- **Data to process**:

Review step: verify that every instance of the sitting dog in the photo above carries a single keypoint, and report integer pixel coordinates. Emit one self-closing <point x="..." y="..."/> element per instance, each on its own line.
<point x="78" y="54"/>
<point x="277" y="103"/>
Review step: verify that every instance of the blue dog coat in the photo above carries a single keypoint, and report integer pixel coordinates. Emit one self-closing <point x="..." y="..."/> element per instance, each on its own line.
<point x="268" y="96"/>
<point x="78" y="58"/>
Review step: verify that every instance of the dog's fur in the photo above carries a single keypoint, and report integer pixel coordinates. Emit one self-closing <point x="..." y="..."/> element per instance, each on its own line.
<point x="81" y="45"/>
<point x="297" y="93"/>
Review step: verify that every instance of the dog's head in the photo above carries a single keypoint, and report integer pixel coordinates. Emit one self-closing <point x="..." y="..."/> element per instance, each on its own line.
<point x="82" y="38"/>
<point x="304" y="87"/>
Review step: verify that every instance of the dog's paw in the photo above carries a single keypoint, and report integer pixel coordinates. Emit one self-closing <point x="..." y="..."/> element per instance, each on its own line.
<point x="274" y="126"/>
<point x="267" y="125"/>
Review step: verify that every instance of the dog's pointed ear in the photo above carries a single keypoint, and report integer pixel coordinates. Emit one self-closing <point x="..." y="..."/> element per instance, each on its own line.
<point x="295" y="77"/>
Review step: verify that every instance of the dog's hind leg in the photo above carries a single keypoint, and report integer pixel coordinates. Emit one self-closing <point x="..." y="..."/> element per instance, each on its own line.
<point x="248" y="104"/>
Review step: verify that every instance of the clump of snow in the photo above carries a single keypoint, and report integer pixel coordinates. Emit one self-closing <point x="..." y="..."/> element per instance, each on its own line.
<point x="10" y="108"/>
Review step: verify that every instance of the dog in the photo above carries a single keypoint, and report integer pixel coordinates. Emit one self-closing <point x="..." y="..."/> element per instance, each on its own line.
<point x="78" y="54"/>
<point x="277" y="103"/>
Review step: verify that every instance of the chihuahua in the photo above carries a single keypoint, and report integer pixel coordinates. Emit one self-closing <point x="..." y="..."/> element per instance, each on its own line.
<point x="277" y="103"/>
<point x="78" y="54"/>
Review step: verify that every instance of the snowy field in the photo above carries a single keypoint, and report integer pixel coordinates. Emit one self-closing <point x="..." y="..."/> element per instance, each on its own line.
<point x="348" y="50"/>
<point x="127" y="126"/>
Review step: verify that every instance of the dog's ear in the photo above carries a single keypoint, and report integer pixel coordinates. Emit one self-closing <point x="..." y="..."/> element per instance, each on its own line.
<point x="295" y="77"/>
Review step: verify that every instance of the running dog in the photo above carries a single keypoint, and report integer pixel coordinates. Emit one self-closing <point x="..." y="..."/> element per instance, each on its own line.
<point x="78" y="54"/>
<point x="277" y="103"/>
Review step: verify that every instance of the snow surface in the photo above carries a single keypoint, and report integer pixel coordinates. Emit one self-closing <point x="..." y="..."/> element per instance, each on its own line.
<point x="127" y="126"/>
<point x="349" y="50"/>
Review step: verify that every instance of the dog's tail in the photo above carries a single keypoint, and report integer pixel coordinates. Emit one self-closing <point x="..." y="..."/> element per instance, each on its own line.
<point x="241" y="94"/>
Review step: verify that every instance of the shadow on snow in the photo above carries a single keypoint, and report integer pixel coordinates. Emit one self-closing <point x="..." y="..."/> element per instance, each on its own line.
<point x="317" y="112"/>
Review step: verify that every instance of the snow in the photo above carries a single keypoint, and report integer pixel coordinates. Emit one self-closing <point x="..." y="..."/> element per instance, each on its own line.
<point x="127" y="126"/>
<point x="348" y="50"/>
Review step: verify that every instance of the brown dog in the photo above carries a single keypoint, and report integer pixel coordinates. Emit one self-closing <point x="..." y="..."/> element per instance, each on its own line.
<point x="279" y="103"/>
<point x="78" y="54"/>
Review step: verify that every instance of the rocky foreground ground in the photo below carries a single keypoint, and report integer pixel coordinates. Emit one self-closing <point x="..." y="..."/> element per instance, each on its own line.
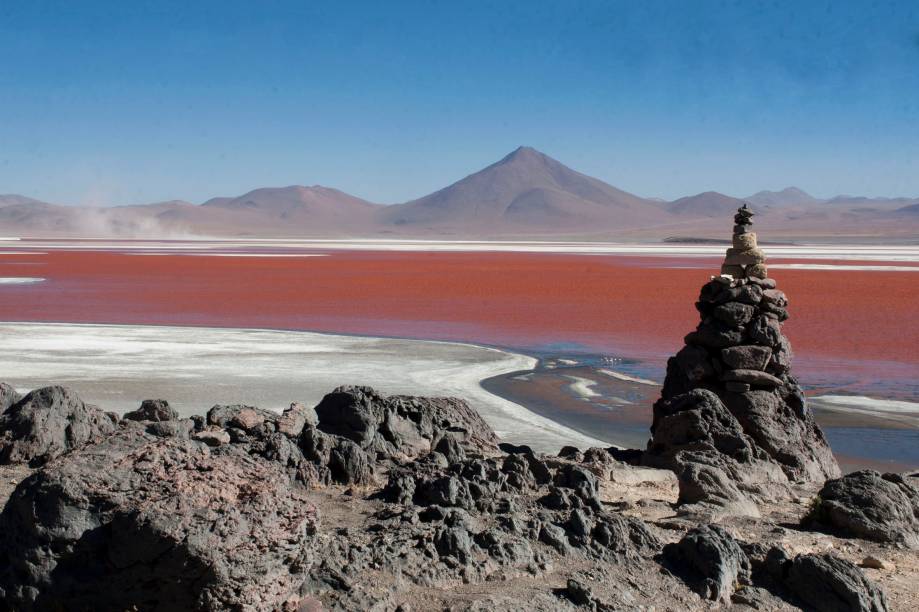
<point x="368" y="502"/>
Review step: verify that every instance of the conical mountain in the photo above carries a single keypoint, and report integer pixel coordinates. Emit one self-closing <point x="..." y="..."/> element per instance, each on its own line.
<point x="790" y="196"/>
<point x="526" y="189"/>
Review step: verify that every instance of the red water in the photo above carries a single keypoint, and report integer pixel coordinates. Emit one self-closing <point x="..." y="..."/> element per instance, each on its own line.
<point x="861" y="322"/>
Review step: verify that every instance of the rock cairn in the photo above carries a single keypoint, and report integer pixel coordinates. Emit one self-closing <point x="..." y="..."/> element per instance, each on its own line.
<point x="732" y="421"/>
<point x="744" y="259"/>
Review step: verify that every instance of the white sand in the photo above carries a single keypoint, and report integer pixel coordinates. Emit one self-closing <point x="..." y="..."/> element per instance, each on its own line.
<point x="583" y="387"/>
<point x="240" y="254"/>
<point x="117" y="366"/>
<point x="845" y="267"/>
<point x="896" y="410"/>
<point x="838" y="252"/>
<point x="627" y="378"/>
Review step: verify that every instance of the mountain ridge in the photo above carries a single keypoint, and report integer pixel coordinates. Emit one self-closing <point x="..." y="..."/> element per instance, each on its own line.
<point x="525" y="193"/>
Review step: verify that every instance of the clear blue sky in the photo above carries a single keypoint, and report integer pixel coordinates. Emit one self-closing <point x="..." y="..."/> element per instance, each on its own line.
<point x="130" y="102"/>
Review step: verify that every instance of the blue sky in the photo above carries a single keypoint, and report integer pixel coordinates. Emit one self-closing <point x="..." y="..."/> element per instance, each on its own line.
<point x="131" y="102"/>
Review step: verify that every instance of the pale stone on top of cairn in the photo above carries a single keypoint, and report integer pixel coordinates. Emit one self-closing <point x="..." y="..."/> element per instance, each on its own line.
<point x="745" y="241"/>
<point x="744" y="259"/>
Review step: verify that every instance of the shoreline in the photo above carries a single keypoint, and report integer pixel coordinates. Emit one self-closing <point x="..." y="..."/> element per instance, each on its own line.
<point x="117" y="366"/>
<point x="577" y="400"/>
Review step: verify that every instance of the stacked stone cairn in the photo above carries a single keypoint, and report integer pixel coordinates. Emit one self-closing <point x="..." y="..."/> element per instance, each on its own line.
<point x="732" y="421"/>
<point x="744" y="259"/>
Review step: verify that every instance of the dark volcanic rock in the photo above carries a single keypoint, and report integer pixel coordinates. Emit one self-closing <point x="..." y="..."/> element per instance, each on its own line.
<point x="828" y="584"/>
<point x="711" y="561"/>
<point x="47" y="423"/>
<point x="714" y="459"/>
<point x="146" y="523"/>
<point x="749" y="434"/>
<point x="153" y="410"/>
<point x="8" y="397"/>
<point x="870" y="505"/>
<point x="401" y="426"/>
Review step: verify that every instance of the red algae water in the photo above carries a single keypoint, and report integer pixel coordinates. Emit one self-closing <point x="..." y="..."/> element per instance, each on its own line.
<point x="847" y="325"/>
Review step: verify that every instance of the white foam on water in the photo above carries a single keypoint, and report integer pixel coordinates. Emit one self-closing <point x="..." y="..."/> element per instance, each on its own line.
<point x="583" y="387"/>
<point x="842" y="267"/>
<point x="19" y="280"/>
<point x="238" y="254"/>
<point x="117" y="366"/>
<point x="838" y="252"/>
<point x="626" y="377"/>
<point x="861" y="402"/>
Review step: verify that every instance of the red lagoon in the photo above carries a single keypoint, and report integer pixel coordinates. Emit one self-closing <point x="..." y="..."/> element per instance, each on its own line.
<point x="632" y="306"/>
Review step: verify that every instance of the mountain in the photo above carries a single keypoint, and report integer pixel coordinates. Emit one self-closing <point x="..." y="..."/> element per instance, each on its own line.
<point x="524" y="191"/>
<point x="525" y="194"/>
<point x="790" y="196"/>
<point x="12" y="199"/>
<point x="293" y="202"/>
<point x="707" y="204"/>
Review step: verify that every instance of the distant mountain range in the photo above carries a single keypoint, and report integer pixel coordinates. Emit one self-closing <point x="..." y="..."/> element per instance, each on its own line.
<point x="525" y="194"/>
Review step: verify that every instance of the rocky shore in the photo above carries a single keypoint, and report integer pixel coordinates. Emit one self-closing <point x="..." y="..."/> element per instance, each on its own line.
<point x="398" y="503"/>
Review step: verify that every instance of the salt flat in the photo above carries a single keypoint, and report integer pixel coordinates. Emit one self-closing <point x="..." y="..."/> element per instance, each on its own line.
<point x="117" y="366"/>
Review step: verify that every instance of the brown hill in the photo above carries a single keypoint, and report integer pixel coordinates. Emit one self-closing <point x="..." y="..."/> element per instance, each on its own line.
<point x="525" y="191"/>
<point x="707" y="204"/>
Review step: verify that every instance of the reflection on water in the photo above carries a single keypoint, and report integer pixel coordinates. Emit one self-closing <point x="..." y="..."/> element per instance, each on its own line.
<point x="895" y="446"/>
<point x="620" y="411"/>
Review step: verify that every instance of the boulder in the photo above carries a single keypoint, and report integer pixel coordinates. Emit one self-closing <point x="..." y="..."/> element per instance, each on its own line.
<point x="747" y="257"/>
<point x="757" y="271"/>
<point x="703" y="443"/>
<point x="8" y="397"/>
<point x="870" y="505"/>
<point x="401" y="426"/>
<point x="710" y="561"/>
<point x="746" y="357"/>
<point x="825" y="583"/>
<point x="734" y="314"/>
<point x="295" y="418"/>
<point x="47" y="423"/>
<point x="238" y="416"/>
<point x="745" y="241"/>
<point x="733" y="271"/>
<point x="212" y="437"/>
<point x="755" y="378"/>
<point x="139" y="522"/>
<point x="153" y="410"/>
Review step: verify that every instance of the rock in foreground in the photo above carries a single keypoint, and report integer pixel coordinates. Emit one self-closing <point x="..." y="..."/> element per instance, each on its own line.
<point x="870" y="505"/>
<point x="369" y="503"/>
<point x="148" y="523"/>
<point x="47" y="423"/>
<point x="732" y="421"/>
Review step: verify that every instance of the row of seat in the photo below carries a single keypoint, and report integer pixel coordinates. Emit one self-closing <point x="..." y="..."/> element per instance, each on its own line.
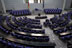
<point x="34" y="26"/>
<point x="5" y="30"/>
<point x="18" y="23"/>
<point x="41" y="17"/>
<point x="55" y="22"/>
<point x="31" y="38"/>
<point x="31" y="21"/>
<point x="53" y="11"/>
<point x="20" y="12"/>
<point x="10" y="24"/>
<point x="61" y="25"/>
<point x="25" y="29"/>
<point x="11" y="44"/>
<point x="31" y="31"/>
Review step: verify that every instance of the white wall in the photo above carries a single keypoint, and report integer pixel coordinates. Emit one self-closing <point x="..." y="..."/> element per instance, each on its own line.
<point x="18" y="4"/>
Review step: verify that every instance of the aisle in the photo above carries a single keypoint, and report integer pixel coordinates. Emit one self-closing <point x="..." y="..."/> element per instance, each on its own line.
<point x="52" y="36"/>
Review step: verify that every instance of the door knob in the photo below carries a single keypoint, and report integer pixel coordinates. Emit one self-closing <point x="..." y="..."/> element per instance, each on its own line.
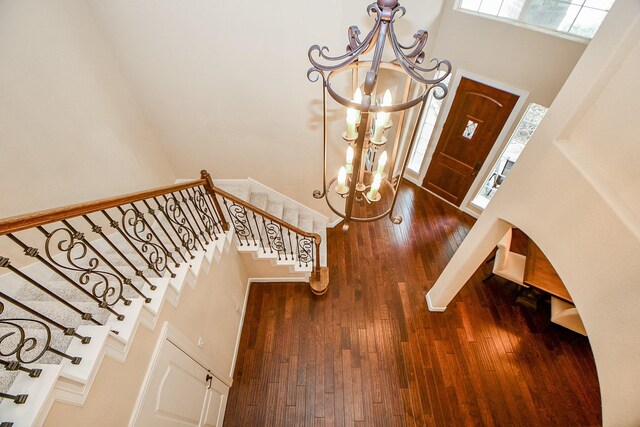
<point x="476" y="168"/>
<point x="209" y="379"/>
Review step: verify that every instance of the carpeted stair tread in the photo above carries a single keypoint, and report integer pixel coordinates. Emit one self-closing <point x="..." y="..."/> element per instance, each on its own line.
<point x="6" y="380"/>
<point x="57" y="312"/>
<point x="59" y="341"/>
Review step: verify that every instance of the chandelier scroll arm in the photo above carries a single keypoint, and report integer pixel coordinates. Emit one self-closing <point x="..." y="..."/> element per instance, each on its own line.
<point x="348" y="58"/>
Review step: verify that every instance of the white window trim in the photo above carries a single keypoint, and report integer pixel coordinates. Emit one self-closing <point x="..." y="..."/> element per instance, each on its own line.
<point x="567" y="36"/>
<point x="498" y="147"/>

- **Given problem**: Copy out the part of the listing above that opens with the line containing "Review step: verify that every instance of the white window" and runs to the end of the listing, reproducing every line unchanged.

- **Finished task**:
Review step: verify that every instance of the white window trim in the photo above carries a single keypoint, and report integer pixel coordinates. Emit one self-closing <point x="..." y="..."/> element per instance, each on its own line.
<point x="567" y="36"/>
<point x="498" y="147"/>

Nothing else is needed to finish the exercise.